• [EXTRAIT SOURCE]:
+===+
Cédric Vasnier : Je viens de Normandie mais je suis monté à Paris une fois mon bac en poche. J’y ai suivi les cours de théâtre de Dominique Viriot et j’ai très vite fait de la publicité avant d’écrire et de jouer un one man show (Je suis un Homme) que j’ai tourné en province. J’ai ensuite été chroniqueur pour diverses radios où je faisais, entre autres, des billets d’humeur. J’ai adoré ça. J’ai eu la chance également de rencontrer Valérie Lemercier pour laquelle j’ai travaillé lors de son spectacle au Châtelet puis au Casino de Paris. Ce fut l’une de mes plus belles rencontres. Dernièrement, j’ai aussi joué aux côtés de Léa Drucker dans le film de Julien Rambaldi (C’est la vie). J’ai adoré toutes ces rencontres mais je me rends compte finalement combien j’aime être derrière plutôt que devant l’objectif.

Comment est né votre attrait pour la photographie ? Êtes-vous autodidacte ?
+===+
• [DÉTAILS DE LA TÂCHE]: Indiquez, s'il vous plaît, si chacune de ces affirmations concorde avec l'extrait d'entretien ci-dessus, en répondant par oui ou par non et en citant à l'identique les mots décisifs : (a) Cédric Vasnier s'est installé à Paris après avoir obtenu son bac. (b) Il a joué aux côtés de Valérie Lemercier dans le film « C'est la vie ». (c) Il préfère se trouver devant l'objectif.

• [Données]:
+===+
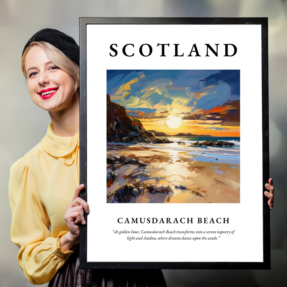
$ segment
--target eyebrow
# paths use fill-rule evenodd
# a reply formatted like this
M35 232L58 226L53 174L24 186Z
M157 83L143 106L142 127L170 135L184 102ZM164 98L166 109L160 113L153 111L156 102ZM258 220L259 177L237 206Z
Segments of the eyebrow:
M44 65L45 65L45 66L46 66L46 65L49 65L49 64L51 64L51 63L52 63L52 62L51 62L51 61L49 61L49 62L47 62L47 63L45 63L45 64L44 64ZM29 69L28 69L28 70L27 70L27 71L26 71L26 74L27 74L27 73L28 73L28 71L29 71L29 70L31 70L31 69L38 69L38 68L37 68L37 67L31 67L30 68L29 68Z

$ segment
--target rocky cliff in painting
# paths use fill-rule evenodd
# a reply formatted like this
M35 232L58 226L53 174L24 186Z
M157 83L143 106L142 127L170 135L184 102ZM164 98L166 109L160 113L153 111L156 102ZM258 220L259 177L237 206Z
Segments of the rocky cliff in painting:
M153 133L146 131L140 121L130 117L125 108L111 101L107 94L107 141L127 142L141 138L156 139Z

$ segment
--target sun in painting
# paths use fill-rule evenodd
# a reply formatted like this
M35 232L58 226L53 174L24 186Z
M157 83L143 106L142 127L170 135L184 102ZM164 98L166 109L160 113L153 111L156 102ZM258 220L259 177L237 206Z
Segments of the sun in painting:
M166 123L171 128L176 129L181 124L181 119L180 117L170 115L166 118Z

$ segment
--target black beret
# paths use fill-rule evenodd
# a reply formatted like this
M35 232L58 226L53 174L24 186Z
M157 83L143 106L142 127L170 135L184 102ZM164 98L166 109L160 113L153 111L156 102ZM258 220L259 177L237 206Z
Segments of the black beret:
M80 47L79 45L72 37L55 29L43 29L32 36L25 45L22 55L26 48L32 42L40 41L47 42L55 46L72 61L79 65Z

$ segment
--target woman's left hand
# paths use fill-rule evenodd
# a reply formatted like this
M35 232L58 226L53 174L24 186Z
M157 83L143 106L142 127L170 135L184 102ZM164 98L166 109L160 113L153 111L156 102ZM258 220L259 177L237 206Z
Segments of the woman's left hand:
M264 194L269 198L268 205L270 207L271 210L274 206L274 187L273 186L273 180L272 179L269 179L268 182L269 183L265 184L265 187L269 191L265 191Z

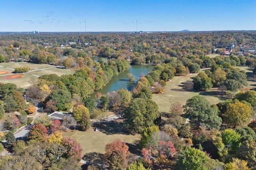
+===+
• [RÉPONSE ATTENDUE]:
(a) Oui : « je suis monté à Paris une fois mon bac en poche ».
(b) Non : « j’ai aussi joué aux côtés de Léa Drucker dans le film de Julien Rambaldi (C’est la vie) ».
(c) Non : « combien j’aime être derrière plutôt que devant l’objectif ».